● **Extrait**:
***

Nous avons aussi créé (et breveté !) une structure métallique inédite, adaptée à la cale de la péniche, permettant d’accueillir au mieux ces petits fûts afin d’optimiser au maximum les emplacements mais surtout l’accès aux petits fûts afin de pouvoir contrôler leur évolution très régulièrement. Nous pouvons ainsi faire vieillir 1440 fûts à bord de la péniche.
Nous proposons 6 expressions de Cognac Ferrand, tous 1er cru de Cognac, Grande Champagne bien sûr. Nous proposons des assemblages car c’est mon métier depuis plus de 30 ans maintenant mais également des cognacs millésimés ! Ainsi qu’une dizaine de rhums Planteray, afin de laisser à chacun la possibilité de choisir le rhum qui lui convient le mieux. Comme vous le savez, l’ADN de Planteray est de représenter les différents terroirs du rhum, donc nous offrons des rhums de la Barbade, berceau du rhum et de notre distillerie, Stade’s West Indies Rum Distillery, mais également des rhums jamaïcains, provenant de nos deux distilleries Clarendon et Long Pond, ainsi que des rhums de Fidji avec qui nous avons un partenariat exclusif, de Trinidad, etc. Et ce n’est que le début… (sourire)
Team RFP : Vos jus sont-ils déjà préalablement vieillis ?
Alexandre : Effectivement, nos rhums et cognacs sont vieillis plusieurs années avant d’être enfûtés pour la Barge. Comme vous le savez, tous nos rhums Planteray bénéficient d’un double vieillissement, une vieille tradition du rhum : d’abord dans leur pays d’origine, très souvent dans des fûts de chêne américain ayant contenu du bourbon, dans un climat tropical, puis en France dans nos fûts Ferrand, en chêne français, sous un climat continental. Cette maturation sur la Barge est donc la troisième phase de vieillissement de nos rhums.
Team RFP : Combien de temps dure l’expérience ?

***

● **Petit exercice 1**:
Réponds à ces questions sur l'extrait, chacune sur sa ligne :
(a) Combien de fûts peuvent vieillir à bord de la péniche ?
(b) Combien d'expressions de Cognac Ferrand sont proposées ?
(c) En quel bois sont faits les fûts Ferrand utilisés en France ?
● **Petit exercice 2**: Dans l'extrait, reprends sous forme de liste le paragraphe qui commence par « Effectivement, nos rhums et cognacs », en gardant ses faits principaux.
Les lignes placées après cet extrait forment un document à part, sans lien avec lui.

● **Données disponibles**:

***

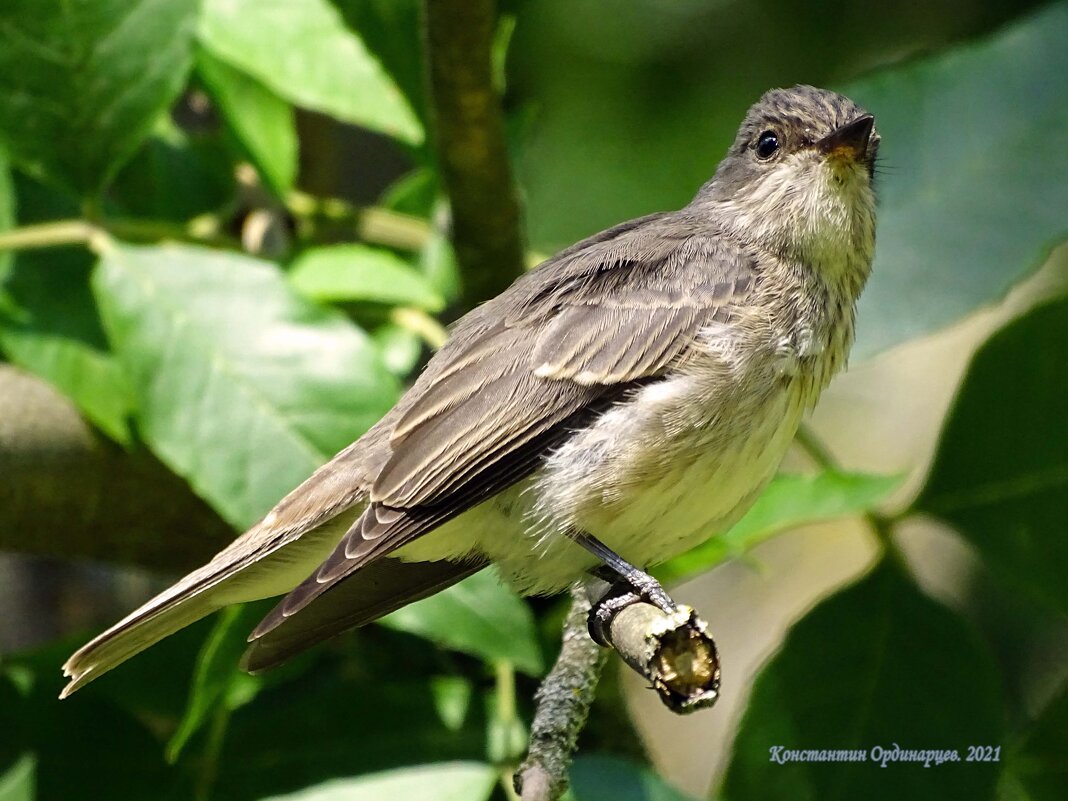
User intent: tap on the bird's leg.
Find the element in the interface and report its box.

***

● **Réponse écrite 1**:
(a) 1440 fûts.
(b) 6 expressions.
(c) En chêne français.

● **Réponse écrite 2**:
- Les rhums et les cognacs vieillissent plusieurs années avant d'être mis en fût pour la Barge.
- Tous les rhums Planteray ont un double vieillissement, selon une vieille tradition du rhum.
- Première étape : dans le pays d'origine, sous un climat tropical, très souvent dans des fûts de chêne américain ayant contenu du bourbon.
- Deuxième étape : en France, sous un climat continental, dans des fûts Ferrand en chêne français.
- La maturation sur la Barge est la troisième phase de vieillissement.